Segment Start: Data section

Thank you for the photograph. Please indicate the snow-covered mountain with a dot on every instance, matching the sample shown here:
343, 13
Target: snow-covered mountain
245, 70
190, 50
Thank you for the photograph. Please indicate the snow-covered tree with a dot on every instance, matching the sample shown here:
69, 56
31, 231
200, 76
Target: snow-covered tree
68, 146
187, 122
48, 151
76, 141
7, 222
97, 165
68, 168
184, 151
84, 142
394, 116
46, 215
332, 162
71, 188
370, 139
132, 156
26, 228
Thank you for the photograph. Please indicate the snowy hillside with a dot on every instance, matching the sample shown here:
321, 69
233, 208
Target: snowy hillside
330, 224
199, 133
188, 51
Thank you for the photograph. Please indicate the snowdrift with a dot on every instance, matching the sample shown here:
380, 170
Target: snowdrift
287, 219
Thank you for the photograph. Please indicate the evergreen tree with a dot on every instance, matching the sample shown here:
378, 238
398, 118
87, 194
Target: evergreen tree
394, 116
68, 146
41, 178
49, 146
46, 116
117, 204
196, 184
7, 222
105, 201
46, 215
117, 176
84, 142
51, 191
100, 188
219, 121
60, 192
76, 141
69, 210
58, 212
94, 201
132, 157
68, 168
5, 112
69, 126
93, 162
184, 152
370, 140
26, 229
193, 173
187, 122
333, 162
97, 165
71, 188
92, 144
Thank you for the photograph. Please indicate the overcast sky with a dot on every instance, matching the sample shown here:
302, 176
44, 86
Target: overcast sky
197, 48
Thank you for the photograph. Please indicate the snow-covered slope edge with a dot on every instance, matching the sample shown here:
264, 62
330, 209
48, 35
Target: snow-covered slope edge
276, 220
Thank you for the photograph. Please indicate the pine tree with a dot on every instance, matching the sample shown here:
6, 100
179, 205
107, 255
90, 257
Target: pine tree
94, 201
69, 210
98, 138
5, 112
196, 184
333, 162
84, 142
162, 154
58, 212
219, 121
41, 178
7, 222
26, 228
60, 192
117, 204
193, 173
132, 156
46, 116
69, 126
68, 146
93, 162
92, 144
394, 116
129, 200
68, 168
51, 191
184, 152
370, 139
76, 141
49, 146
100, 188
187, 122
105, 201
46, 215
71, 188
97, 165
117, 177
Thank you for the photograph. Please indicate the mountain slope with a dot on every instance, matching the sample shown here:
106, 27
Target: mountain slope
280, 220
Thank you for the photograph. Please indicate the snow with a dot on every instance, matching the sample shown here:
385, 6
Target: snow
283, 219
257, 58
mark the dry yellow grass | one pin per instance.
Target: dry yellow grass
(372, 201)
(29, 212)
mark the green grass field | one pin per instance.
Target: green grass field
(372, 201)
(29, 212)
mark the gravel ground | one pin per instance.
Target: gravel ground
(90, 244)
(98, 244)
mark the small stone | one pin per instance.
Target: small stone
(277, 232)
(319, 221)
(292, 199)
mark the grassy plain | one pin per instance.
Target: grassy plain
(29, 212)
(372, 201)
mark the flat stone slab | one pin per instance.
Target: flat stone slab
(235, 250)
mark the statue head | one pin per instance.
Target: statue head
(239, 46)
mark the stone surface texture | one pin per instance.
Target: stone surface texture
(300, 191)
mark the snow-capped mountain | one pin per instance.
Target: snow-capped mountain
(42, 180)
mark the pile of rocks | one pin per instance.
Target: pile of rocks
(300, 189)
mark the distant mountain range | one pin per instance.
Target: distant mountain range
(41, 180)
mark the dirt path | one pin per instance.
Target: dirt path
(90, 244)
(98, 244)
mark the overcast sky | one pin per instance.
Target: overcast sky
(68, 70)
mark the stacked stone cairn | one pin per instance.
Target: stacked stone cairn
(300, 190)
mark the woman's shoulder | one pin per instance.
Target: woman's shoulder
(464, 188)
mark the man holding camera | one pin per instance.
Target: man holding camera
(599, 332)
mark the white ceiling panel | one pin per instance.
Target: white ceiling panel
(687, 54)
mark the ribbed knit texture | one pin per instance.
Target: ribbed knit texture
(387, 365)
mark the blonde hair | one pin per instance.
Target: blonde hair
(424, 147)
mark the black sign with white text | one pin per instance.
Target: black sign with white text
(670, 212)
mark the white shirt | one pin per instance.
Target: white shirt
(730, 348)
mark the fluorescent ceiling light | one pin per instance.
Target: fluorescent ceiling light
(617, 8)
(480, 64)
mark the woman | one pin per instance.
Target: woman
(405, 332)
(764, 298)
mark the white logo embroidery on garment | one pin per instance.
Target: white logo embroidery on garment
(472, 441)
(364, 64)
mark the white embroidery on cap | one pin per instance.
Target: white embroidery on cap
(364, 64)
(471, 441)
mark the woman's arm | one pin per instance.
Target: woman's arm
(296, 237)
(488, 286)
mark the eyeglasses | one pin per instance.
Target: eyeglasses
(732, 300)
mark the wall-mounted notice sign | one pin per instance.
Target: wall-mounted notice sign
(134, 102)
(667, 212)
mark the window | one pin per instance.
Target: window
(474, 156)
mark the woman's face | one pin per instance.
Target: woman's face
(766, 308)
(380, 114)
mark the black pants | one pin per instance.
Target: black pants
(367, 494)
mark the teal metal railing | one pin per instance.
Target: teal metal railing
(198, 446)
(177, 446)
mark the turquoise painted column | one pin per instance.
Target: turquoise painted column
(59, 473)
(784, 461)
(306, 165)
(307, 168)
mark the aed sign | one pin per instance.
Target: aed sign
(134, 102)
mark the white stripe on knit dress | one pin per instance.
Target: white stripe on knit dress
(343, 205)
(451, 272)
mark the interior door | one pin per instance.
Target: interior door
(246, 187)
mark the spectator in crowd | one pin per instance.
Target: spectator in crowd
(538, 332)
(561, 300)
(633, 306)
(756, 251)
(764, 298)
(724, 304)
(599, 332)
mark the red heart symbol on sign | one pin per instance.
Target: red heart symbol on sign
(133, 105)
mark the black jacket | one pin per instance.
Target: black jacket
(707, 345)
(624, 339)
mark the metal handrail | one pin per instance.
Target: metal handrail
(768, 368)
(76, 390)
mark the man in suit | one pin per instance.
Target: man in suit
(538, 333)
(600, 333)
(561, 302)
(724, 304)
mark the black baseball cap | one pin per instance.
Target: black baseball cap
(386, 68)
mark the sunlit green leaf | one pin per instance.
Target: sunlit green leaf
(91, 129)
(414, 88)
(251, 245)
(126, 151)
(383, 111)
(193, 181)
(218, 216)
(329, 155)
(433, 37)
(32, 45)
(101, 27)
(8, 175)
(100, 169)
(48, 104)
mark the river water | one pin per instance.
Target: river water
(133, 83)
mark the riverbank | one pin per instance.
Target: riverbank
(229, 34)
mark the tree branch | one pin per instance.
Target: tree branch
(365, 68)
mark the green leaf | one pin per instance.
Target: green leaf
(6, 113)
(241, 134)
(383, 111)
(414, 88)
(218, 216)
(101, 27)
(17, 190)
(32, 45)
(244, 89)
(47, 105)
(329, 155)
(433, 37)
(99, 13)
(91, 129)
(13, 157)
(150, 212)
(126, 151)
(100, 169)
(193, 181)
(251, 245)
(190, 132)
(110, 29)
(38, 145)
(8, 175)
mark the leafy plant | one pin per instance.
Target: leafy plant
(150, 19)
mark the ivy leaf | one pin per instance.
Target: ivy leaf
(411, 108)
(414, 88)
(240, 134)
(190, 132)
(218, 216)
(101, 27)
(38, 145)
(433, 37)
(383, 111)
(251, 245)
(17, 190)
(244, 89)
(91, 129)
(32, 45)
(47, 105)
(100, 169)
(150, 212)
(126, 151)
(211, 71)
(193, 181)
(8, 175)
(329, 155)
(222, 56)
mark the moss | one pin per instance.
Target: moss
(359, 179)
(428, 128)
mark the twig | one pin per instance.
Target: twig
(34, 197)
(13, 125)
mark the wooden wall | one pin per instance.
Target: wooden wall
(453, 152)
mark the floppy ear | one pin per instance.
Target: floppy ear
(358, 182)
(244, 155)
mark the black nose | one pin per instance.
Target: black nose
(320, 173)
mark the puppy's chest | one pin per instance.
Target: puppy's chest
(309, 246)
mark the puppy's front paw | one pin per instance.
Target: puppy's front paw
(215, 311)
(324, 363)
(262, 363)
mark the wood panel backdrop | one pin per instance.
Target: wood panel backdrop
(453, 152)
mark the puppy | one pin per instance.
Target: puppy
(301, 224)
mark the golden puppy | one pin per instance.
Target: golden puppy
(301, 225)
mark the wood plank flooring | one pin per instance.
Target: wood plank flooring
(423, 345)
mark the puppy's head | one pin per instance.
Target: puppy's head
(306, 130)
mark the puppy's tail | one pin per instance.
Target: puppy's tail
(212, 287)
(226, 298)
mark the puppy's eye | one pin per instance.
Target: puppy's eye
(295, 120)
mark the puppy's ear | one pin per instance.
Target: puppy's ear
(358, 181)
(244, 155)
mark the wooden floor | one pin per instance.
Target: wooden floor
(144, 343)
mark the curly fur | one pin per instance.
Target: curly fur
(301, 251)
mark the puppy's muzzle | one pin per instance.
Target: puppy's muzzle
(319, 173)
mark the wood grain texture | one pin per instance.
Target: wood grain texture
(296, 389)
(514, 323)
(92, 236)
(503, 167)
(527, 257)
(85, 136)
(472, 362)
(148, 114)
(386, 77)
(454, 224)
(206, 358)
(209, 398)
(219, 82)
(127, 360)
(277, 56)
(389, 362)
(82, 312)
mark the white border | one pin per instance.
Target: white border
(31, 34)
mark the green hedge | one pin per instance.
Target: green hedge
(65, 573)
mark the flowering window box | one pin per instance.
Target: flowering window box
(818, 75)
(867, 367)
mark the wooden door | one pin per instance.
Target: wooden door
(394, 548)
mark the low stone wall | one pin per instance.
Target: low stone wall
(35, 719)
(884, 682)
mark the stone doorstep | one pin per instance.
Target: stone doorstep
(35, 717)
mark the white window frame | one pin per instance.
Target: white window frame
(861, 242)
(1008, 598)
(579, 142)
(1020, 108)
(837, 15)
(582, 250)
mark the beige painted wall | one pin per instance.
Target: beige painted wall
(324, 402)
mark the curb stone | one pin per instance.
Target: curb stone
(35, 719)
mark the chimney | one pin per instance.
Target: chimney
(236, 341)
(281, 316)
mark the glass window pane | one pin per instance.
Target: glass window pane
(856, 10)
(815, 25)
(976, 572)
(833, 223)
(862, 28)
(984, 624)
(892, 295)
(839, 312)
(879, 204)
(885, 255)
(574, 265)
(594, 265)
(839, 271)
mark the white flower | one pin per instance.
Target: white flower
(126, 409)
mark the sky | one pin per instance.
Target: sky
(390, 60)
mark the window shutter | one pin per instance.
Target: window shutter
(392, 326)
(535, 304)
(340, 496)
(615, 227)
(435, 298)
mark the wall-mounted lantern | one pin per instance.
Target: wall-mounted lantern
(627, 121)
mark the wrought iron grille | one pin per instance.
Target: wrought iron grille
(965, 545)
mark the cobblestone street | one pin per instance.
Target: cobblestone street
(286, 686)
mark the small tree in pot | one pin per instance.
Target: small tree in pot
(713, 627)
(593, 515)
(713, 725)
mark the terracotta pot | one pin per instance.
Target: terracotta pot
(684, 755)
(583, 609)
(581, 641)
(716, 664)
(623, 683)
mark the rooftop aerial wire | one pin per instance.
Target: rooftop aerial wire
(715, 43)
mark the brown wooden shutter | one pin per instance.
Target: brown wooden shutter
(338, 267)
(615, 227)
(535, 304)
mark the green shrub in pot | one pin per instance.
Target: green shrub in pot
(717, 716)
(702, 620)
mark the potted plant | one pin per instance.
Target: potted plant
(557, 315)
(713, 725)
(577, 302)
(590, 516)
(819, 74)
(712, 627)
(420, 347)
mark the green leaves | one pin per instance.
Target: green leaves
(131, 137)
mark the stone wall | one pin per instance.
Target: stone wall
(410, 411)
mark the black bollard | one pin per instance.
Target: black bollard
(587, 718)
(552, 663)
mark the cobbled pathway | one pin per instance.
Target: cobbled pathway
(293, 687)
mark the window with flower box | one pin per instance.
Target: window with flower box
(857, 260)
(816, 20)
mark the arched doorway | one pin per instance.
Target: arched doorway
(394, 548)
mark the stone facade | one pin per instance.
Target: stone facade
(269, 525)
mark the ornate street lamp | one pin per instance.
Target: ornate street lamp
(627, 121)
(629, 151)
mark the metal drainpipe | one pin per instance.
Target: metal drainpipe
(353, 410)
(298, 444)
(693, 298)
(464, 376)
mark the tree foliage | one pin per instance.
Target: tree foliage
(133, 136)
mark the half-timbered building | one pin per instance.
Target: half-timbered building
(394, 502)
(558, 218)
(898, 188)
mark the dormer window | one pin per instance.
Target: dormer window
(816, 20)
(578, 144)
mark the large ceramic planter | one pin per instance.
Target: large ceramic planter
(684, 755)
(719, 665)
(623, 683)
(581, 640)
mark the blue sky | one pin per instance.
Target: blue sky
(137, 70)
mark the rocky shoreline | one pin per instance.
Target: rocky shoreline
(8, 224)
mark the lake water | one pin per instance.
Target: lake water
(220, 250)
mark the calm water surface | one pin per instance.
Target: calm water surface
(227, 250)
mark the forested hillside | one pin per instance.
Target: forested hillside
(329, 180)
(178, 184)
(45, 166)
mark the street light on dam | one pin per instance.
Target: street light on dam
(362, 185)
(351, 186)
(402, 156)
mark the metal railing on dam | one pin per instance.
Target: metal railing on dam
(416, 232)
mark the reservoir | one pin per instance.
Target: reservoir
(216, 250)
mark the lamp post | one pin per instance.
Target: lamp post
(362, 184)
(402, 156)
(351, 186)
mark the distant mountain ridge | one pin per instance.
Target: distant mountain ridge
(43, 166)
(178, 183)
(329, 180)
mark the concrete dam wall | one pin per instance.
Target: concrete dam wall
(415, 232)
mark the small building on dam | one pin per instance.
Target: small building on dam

Segment End: Data section

Problem details: Only the lines above from the line with "Target: puppy's eye" to the line with "mark the wood grain", those two lines included, should be reproduced exactly.

Exercise solution:
Target: puppy's eye
(295, 120)
mark the puppy's ear | one pin per instance.
Target: puppy's ear
(358, 181)
(244, 155)
mark the wooden floor | one pin per instance.
Target: wooden floor
(144, 343)
mark the curly fur | one pin per instance.
Target: curly fur
(301, 251)
mark the puppy's muzzle | one pin per instance.
Target: puppy's muzzle
(319, 173)
mark the wood grain texture | one pin per instance.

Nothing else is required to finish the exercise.